SELECTED EXCERPT -
** begin **

IFT Notes for Level I CFA^{®} Program

A **tree-map** is a graphical tool to display categorical data. It comprises of a set of colored rectangles to represent distinct groups. The area of each rectangle is proportional to the value of the corresponding group. Additional dimensions of categorical data can be displayed by a set of nested rectangles.

A **word cloud** (also known as a **tag cloud**) is a visual device for representing textual data. The size of each word is proportional to the frequency of the word in the given text.

A sample word cloud is show below.

Sometimes color can be used to add another dimension. For example, for a word cloud based on analyst reports related to a particular company, different colors can be used for positive, negative and neutral sentiment words. Positive sentiment can be depicted by the color ‘green’. Negative sentiment can be depicted by the color ‘red’ and neutral sentiment can be depicted by the color ‘blue’.

** end **

LISTED RECORDS -
** begin **

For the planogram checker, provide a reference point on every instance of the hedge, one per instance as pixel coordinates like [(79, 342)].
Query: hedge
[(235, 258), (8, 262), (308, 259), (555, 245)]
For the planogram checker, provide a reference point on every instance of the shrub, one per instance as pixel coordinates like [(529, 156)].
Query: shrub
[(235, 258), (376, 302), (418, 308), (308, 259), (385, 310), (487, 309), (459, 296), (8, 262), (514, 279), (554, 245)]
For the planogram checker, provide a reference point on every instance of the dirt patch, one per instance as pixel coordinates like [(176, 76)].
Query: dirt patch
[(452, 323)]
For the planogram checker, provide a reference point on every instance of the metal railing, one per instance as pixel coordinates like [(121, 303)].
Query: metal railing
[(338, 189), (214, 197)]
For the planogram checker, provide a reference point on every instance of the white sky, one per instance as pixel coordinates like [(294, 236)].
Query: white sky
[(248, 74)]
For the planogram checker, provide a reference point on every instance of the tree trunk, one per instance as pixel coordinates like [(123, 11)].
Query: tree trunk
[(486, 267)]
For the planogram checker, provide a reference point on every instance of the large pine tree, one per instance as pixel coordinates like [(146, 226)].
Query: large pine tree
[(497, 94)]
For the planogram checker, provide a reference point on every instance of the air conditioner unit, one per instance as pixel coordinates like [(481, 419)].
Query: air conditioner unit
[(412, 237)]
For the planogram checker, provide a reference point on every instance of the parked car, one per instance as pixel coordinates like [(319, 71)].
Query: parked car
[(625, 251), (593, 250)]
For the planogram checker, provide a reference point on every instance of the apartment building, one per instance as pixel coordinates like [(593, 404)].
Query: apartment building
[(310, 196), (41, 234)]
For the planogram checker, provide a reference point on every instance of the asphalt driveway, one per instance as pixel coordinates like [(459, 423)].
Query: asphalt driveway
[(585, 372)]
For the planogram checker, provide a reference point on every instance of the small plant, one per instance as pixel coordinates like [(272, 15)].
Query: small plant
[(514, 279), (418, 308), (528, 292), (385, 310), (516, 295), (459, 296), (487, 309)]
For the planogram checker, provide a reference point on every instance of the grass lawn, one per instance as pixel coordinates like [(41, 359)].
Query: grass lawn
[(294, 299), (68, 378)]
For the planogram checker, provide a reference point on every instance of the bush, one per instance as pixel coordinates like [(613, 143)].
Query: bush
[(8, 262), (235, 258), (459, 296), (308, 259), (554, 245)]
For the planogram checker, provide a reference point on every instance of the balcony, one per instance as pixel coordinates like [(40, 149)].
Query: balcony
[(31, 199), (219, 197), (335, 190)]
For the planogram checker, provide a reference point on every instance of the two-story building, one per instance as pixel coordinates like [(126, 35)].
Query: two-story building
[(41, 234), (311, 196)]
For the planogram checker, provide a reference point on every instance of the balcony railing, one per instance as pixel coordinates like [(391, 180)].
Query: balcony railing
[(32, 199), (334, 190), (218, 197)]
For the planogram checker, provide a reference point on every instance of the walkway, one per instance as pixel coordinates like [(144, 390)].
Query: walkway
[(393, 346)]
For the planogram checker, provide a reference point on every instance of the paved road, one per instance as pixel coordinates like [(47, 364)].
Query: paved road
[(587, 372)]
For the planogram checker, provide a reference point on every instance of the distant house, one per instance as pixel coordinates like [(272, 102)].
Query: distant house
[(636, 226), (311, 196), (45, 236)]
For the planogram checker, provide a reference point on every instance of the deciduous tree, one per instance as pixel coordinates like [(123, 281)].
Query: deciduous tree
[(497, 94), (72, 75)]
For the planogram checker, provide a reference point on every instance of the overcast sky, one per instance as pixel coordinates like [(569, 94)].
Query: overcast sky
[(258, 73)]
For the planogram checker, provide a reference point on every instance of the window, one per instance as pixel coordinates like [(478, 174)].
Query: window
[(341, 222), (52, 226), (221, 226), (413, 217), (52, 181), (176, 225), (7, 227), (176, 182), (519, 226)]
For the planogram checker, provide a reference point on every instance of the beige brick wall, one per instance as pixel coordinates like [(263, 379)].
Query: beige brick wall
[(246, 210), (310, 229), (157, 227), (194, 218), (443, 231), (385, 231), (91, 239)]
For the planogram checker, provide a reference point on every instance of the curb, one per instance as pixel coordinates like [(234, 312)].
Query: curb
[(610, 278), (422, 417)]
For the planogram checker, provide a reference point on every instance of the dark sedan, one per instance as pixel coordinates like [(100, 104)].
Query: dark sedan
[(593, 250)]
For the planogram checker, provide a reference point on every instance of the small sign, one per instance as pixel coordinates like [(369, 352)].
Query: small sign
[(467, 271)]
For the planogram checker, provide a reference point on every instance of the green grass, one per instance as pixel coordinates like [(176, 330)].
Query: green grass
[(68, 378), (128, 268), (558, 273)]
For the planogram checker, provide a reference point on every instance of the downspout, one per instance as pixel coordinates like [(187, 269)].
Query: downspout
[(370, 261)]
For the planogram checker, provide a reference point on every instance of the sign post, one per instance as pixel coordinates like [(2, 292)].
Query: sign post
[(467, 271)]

** end **

JOBS -
1. Name every color that the notes on tree-maps and word clouds assign to a sentiment, and give the sentiment each one depicts.
2. Answer these questions from the notes on tree-maps and word clouds:
(a) In a tree-map, what is proportional to the value of the corresponding group?
(b) What other name is given for a word cloud?
(c) In a word cloud, what is the size of each word proportional to?
3. Reproduce the passage of the notes on tree-maps and word clouds that starts at "A **tree-map** is" and ends at "is show below.".

RESULTS FOR EACH TASK -
1.
Green: positive sentiment
Red: negative sentiment
Blue: neutral sentiment

2.
(a) The area of each rectangle.
(b) A tag cloud.
(c) The frequency of the word in the given text.

3.
A **tree-map** is a graphical tool to display categorical data. It comprises of a set of colored rectangles to represent distinct groups. The area of each rectangle is proportional to the value of the corresponding group. Additional dimensions of categorical data can be displayed by a set of nested rectangles.

A **word cloud** (also known as a **tag cloud**) is a visual device for representing textual data. The size of each word is proportional to the frequency of the word in the given text.

A sample word cloud is show below.